Helpful Votes: 4 out of 4 total.
Review Date: 2002-03-14
Like many of Maxine Kumin's devoted reader/fan/friends, I came to her poetry through Anne Sexton's poetry/life.

However, as wonderful as Sexton's poetry is, and I love Anne Sexton's poetry, Maxine Kumin's poetry and prose can well stand on its own considerable merits.

Inside The Halo is a wonderful, gutsy, thoughtful book.

Having had some "orthopedic trauma" myself, though nowhere as severe as the accident Kumin survived, I can attest to the abundant truth she tells about the frustrations and joys of rehabilitation, and the "tough tenderness" of the best therapists.

Kumin also speaks movingly of how her amazing husband, children, and grandchildren rallied to see her through.

This is a difficult book to write about, because words like "uplifting" have become debased with casual use.

However, I am of the unshakable opinion that all doctors, nurses, therapists, and lovers of great writing would find something real in this fine book.

Inside the Halo and Beyond
Helpful Votes: 8 out of 10 total.
Review Date: 2000-08-18
Putting thoughts into words is the salvation of many, particularly Maxine Kumin, who describes her recovery from paralysis in "Inside the Halo and Beyond." I was recently paralyzed myself, so I keenly identified with the account of her rehabilitation. Yet I felt pangs of jealousy because she walks again and the chances are nil this will happen to me.

Still, this book deserves an all-star rating for Kumin's eloquent and starkly honest description of her connections to poetry, literature, current events, international suffering, nature, equestrian riches, gardening, familial and friendly relations. She evokes empapthy and compassion without resorting to sappy sentiment or references to God. She explains, "My agnosticism eroded eventually to the skeletal remains of atheism and there I still stand. I'm not sure whether I should envy or pity the faith of others. Yes, it would be nice to have, but it seems a luxury of pietism I cannot afford."

--------------------

◆ **Explore the material**
a. In the reviews of Maxine Kumin's book, how did the first reviewer come to Kumin's poetry?
b. Carry on the reviews of Maxine Kumin's book from the point where they stop.

◆ **Source data**
--------------------

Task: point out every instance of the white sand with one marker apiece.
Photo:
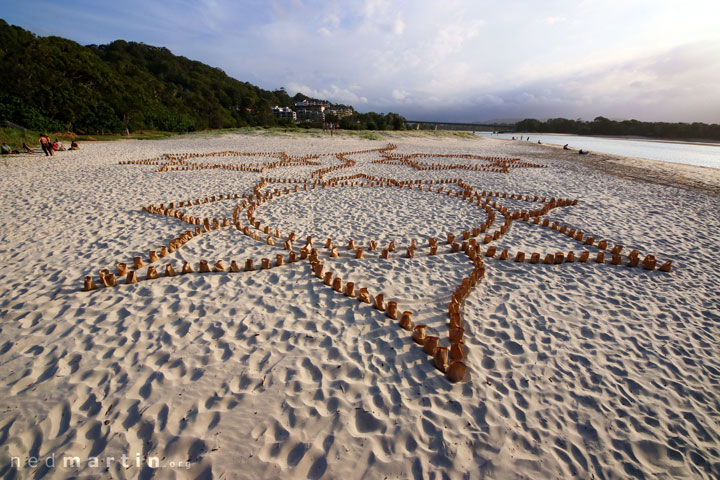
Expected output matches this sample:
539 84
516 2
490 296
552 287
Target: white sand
575 370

--------------------

◆ **Answers per task**
a. Through Anne Sexton's poetry and life.

b.
Her love of words is eloquent: "I've always been a galloping reader, racing for information, hurtling past intervening advertisements or cartoons, breathless and fascinated with language."

It's a fine book.

WHAT NOURISHES
Helpful Votes: 9 out of 9 total.
Review Date: 2000-07-19
Maxine Kumin has given us a gift. "Illness, disability, the specter of permanent damage... are deeply personal, immediate, and terrifying," she writes. Indeed. This chronicle of recovery from a cervical spinal injury sustained after her horse bolted is a courageous foray through the intense first ten months of recovery.

More than a story of pluck and resilience this book delivers joy in its reaffirmation of what nourishes us: loving relationships. Relationships with husband, son, daughters, and friends--both old and newly formed in recovery-- and relationships to the land, to its bounty. It seems impossible for someone so connected to life to ever give up on it easily. Kumin narrates, in journal form, her struggles and how she didn't quit.

Kumin's life unfolds in this book. We see the stoic formed when her adored father "hovered in the doorway" when she was ill as a child; the horse lover who takes "deep pleasure" in seeing her horses in action; the gardener describing cauliflower and broccoli lovingly planted in May from seeds started on living room windowsills; and the poet who says of her farmhouse, "All of my doors are held open by stones."

The mother and wife are here, too. Kumin's daughter, Judith, spends months with her mother. It is comforting to read of a supportive, caring, daughter/mother relationship that flourishes during a time of great stress. Kumin is not afraid to tell us about moments of guilt and despair: "How I feel about my accident is quite simply that I screwed up everybody's life by living through it."

All this is written within a flowing narrative style that is groomed by this writer's cumulative knowledge of what is important in language and life.

Maxine Kumin is one of my favorite poets. I cheered when this well-paced chronicle lead to a spring when this writer was finally back in the "peaceful kingdom" of her farm in New Hampshire. I am grateful the author has offered a book that allows us to witness her struggle as she looked inward and reached out.